The problem:
Each entry is to be restated word for word, with nothing omitted.

(Input for this task)

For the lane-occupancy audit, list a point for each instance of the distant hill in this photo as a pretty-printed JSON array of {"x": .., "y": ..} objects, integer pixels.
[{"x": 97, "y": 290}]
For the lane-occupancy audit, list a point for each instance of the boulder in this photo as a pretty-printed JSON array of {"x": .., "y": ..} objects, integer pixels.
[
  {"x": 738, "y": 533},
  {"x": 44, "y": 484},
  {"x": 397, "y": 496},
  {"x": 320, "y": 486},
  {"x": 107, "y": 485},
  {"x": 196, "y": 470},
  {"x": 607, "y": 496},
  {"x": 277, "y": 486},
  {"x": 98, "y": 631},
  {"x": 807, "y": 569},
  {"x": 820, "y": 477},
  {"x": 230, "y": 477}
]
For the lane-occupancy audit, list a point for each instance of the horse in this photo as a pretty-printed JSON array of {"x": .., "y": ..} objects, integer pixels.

(End Input for this task)

Finished task:
For the lane-occupancy audit, list a point for each instance of the distant hill in this photo as a pretty-printed JSON array of {"x": .., "y": ..} objects, integer pixels.
[{"x": 97, "y": 290}]
For the lane-occupancy audit, list a point for each instance of the boulder in this photo as a pretty-printed JSON array of {"x": .., "y": ..} objects, integer pixels.
[
  {"x": 738, "y": 533},
  {"x": 44, "y": 484},
  {"x": 397, "y": 496},
  {"x": 320, "y": 486},
  {"x": 107, "y": 485},
  {"x": 196, "y": 470},
  {"x": 607, "y": 496},
  {"x": 277, "y": 486},
  {"x": 98, "y": 631},
  {"x": 807, "y": 569},
  {"x": 820, "y": 477},
  {"x": 230, "y": 477}
]
For the lane-occupancy audit, list a point for each instance of the horse in this photo as a pretty-printed JSON array of {"x": .., "y": ..} objects, integer pixels.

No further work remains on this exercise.